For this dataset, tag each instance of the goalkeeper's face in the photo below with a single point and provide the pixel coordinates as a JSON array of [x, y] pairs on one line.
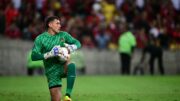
[[55, 25]]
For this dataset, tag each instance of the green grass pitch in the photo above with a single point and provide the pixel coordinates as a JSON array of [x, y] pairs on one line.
[[95, 88]]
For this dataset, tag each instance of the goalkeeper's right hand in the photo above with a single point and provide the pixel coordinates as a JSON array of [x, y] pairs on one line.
[[54, 52]]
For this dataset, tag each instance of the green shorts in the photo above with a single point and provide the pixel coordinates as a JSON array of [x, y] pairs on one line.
[[54, 75]]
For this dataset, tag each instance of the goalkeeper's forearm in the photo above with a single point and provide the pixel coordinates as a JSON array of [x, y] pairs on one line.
[[36, 56]]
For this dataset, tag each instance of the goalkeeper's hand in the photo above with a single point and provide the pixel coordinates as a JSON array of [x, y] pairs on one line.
[[54, 52], [71, 48]]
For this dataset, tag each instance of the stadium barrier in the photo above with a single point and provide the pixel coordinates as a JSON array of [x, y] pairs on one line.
[[13, 55]]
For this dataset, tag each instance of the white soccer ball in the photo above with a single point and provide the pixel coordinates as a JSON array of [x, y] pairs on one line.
[[63, 54]]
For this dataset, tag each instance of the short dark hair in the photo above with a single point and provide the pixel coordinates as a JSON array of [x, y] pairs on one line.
[[49, 19]]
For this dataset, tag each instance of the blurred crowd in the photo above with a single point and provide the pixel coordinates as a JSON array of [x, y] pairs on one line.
[[96, 23]]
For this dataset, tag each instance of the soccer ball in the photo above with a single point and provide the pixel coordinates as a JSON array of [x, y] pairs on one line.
[[64, 54]]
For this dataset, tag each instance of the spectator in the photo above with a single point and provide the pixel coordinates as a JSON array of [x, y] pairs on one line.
[[102, 39]]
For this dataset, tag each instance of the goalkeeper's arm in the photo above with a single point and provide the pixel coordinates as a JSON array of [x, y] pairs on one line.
[[38, 56]]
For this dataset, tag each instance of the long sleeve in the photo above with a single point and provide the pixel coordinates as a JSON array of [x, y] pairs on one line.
[[36, 51]]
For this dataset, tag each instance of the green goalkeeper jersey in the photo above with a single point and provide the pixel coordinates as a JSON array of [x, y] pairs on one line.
[[45, 42]]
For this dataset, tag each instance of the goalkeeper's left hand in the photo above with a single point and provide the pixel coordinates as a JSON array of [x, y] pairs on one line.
[[71, 48], [54, 52]]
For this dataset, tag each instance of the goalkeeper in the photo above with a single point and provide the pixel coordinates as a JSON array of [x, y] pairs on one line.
[[46, 48]]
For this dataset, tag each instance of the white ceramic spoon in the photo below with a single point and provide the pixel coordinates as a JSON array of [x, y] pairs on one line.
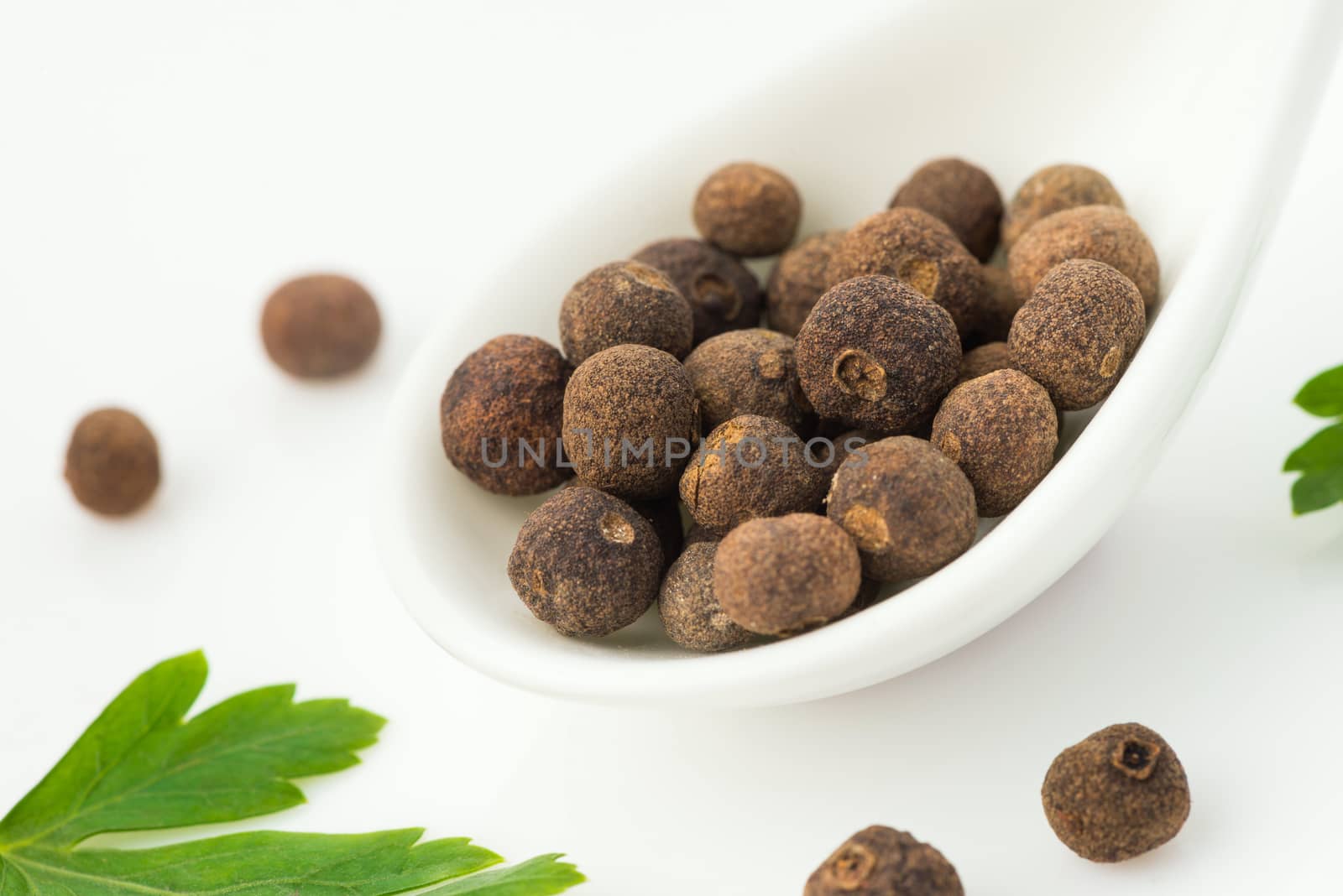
[[1195, 109]]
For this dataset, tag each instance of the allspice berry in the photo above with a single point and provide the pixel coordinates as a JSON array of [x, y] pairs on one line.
[[960, 195], [883, 862], [586, 562], [786, 575], [501, 416], [1054, 190], [1002, 430], [986, 358], [112, 463], [749, 210], [723, 294], [1079, 331], [910, 508], [799, 279], [1001, 306], [876, 354], [630, 421], [320, 326], [749, 372], [622, 304], [1098, 232], [664, 514], [751, 467], [915, 247], [1118, 794], [691, 613]]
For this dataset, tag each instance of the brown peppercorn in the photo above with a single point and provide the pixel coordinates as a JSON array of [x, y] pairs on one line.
[[960, 195], [1002, 430], [1054, 190], [749, 372], [1001, 306], [112, 463], [1098, 232], [915, 247], [986, 358], [586, 562], [624, 304], [883, 862], [664, 514], [1118, 794], [798, 280], [501, 414], [689, 611], [876, 354], [749, 210], [786, 575], [320, 326], [723, 293], [630, 421], [910, 508], [1079, 331], [751, 467]]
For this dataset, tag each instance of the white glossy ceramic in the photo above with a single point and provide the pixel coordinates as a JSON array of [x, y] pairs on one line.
[[1195, 110]]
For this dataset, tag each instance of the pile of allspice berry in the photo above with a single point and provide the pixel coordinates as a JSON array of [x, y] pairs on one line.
[[912, 378]]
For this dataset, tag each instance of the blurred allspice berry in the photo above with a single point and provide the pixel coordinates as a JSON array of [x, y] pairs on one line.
[[749, 210], [884, 862], [112, 463], [320, 326]]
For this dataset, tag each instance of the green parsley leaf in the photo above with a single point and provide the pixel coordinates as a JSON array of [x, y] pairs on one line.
[[1316, 491], [143, 766], [1320, 454], [1323, 396], [1320, 457]]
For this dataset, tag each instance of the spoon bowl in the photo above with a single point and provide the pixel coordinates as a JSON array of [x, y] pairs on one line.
[[1194, 109]]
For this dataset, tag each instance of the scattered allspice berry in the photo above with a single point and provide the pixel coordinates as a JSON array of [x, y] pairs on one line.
[[1118, 794], [1098, 232], [749, 372], [798, 280], [723, 294], [786, 575], [883, 862], [1079, 331], [501, 414], [751, 467], [960, 195], [986, 358], [1002, 430], [112, 463], [586, 562], [624, 304], [1054, 190], [749, 210], [915, 247], [691, 613], [910, 508], [630, 421], [876, 354], [320, 326]]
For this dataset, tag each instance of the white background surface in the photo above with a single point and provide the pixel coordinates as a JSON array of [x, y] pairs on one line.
[[165, 165]]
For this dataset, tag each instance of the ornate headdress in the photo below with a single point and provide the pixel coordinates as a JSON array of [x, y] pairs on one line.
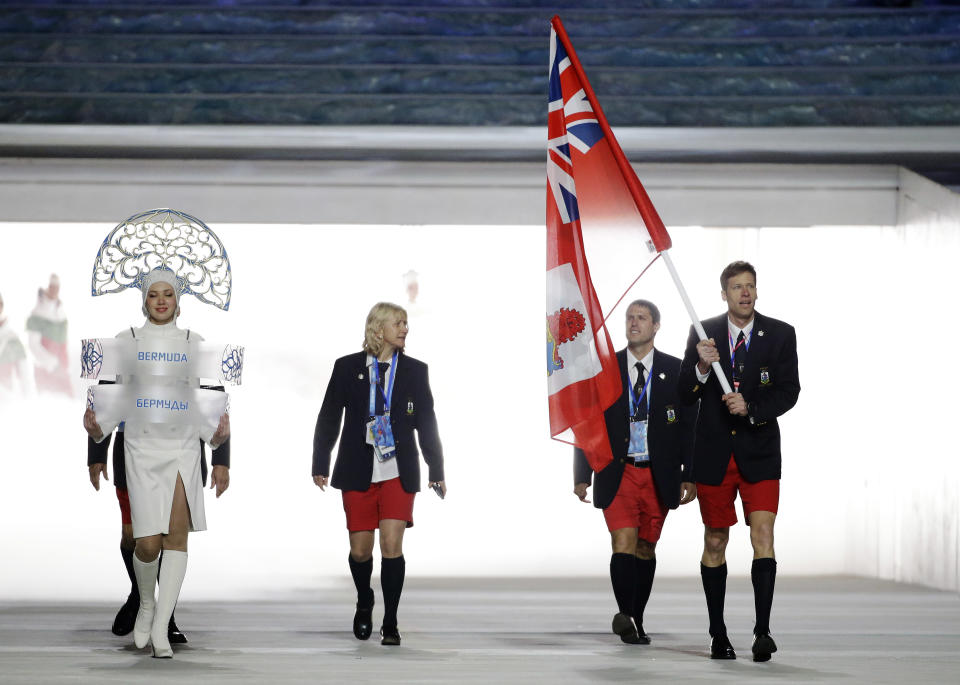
[[164, 240]]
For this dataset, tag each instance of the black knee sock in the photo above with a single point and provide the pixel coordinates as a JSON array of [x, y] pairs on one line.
[[764, 575], [361, 572], [127, 554], [392, 572], [715, 588], [645, 569], [623, 576]]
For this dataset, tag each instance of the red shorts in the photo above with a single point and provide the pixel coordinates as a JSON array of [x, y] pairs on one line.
[[385, 500], [636, 505], [717, 501], [124, 498]]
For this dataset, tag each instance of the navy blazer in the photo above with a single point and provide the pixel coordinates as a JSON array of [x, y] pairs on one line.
[[411, 408], [670, 435], [770, 385]]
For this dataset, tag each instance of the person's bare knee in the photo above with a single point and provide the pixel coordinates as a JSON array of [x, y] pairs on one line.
[[148, 548], [761, 533], [179, 528], [715, 545], [391, 538], [624, 540], [646, 550], [361, 545]]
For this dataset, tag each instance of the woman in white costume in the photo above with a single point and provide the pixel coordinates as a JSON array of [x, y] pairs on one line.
[[163, 476]]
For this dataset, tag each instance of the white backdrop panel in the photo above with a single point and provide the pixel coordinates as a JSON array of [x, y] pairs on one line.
[[301, 295]]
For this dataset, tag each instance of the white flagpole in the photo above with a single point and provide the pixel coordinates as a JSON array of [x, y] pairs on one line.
[[693, 317]]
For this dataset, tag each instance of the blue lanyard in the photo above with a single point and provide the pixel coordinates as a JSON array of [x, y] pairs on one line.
[[375, 383], [733, 348], [634, 399]]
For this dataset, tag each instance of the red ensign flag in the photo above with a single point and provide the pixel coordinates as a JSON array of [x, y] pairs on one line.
[[590, 183]]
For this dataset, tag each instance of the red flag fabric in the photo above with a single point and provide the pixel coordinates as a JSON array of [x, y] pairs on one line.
[[590, 184]]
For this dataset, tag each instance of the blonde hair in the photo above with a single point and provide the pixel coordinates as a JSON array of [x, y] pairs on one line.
[[379, 314]]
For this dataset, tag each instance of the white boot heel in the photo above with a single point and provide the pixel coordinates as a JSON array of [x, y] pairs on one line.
[[172, 571], [146, 573]]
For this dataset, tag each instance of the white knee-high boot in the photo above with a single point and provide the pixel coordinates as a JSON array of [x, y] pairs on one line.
[[146, 573], [172, 571]]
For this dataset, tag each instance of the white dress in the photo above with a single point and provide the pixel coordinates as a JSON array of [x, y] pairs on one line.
[[156, 453]]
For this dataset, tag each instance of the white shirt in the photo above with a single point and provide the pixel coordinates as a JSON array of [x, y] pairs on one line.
[[382, 470], [734, 331]]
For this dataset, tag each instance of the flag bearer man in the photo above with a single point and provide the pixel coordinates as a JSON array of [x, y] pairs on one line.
[[738, 442], [651, 438]]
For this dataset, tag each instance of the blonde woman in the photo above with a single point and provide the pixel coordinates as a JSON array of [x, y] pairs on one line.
[[386, 396]]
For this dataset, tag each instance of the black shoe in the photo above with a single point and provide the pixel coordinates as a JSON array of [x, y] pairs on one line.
[[720, 648], [389, 636], [363, 622], [763, 647], [624, 626], [174, 634], [127, 616]]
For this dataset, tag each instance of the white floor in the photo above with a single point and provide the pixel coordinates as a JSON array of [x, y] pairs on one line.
[[829, 629]]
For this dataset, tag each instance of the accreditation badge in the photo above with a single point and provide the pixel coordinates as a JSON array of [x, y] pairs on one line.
[[382, 435], [638, 440]]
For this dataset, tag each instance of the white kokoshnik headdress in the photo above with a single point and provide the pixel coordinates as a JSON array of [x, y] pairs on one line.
[[164, 245], [161, 245]]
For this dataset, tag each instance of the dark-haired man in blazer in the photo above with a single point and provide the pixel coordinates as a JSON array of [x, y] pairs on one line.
[[651, 437], [738, 442]]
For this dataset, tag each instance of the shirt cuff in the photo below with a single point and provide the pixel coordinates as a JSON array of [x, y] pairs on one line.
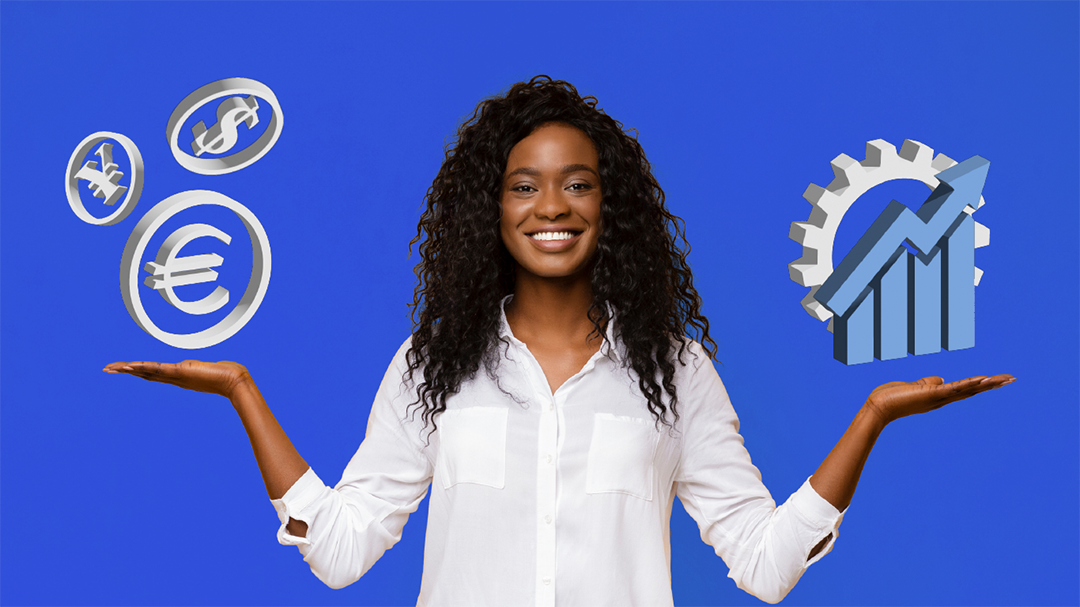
[[299, 496], [821, 515]]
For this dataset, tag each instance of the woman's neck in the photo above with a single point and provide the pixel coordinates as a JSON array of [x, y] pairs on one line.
[[552, 312]]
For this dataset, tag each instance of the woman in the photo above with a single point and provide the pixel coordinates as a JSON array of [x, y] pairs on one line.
[[549, 394]]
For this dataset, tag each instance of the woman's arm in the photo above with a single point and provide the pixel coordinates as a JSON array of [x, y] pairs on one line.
[[279, 461], [836, 477]]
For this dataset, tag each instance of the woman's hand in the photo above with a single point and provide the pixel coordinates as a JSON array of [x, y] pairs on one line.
[[215, 378], [892, 401]]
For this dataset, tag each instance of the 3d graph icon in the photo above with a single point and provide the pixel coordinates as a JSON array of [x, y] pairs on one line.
[[881, 300]]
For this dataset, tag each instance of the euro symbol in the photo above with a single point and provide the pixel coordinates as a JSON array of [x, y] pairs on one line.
[[104, 183], [170, 271], [220, 137]]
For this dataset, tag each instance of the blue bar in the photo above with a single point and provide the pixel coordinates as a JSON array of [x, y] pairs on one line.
[[925, 307], [890, 308], [853, 334], [958, 285]]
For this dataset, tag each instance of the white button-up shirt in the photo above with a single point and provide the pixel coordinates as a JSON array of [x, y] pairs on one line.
[[541, 499]]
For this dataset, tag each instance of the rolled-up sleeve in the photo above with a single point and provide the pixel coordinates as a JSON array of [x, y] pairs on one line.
[[353, 524], [766, 548]]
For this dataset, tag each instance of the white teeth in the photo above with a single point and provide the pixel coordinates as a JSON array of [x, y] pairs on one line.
[[552, 235]]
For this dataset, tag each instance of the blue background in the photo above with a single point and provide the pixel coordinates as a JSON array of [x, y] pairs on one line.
[[133, 493]]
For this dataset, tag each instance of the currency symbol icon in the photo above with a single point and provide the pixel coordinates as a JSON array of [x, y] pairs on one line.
[[104, 180], [170, 271], [220, 137], [104, 183]]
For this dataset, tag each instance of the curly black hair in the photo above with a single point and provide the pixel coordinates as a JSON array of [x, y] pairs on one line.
[[464, 270]]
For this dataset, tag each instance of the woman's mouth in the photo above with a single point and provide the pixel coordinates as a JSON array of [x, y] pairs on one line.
[[545, 237]]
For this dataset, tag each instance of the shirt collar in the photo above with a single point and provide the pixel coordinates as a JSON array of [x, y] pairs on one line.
[[610, 348]]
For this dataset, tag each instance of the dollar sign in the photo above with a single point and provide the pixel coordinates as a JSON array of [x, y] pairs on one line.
[[220, 137]]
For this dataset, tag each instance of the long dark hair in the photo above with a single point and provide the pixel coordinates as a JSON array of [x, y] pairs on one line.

········

### Exercise requirements
Nothing outside the span should appear: transcribe the lines from the one containing "For this dataset, tag each instance of the curly" through the last line of the records.

### Exercise response
For this dataset, tag each instance of the curly black hair in the photo above with a single point and provide the pixel coordinates as a JSON array of [x, y] pairs on one line.
[[464, 270]]
For this dataset, tag each instance of the woman's mouth in the photo above with a single point and provide the pixel coordinates as a JSON array of [x, y] pairs on one line.
[[545, 237]]
For this dataset, tag each instance of the shirt collar in the photo above with a single point and provide the pixel coordinates as a JSON array of [x, y] pairs on one line.
[[610, 348]]
For this dataset, tag each instance of the dollar sign in the photo above with a single point and provide the pixel coordinates as a JSON array of [x, y] pairs on one line.
[[220, 137]]
For this dataset, tag each instance of the long dark hair in the photo above with a single point and provide the pixel coordinates as a JSON array of [x, y] pairs on one line.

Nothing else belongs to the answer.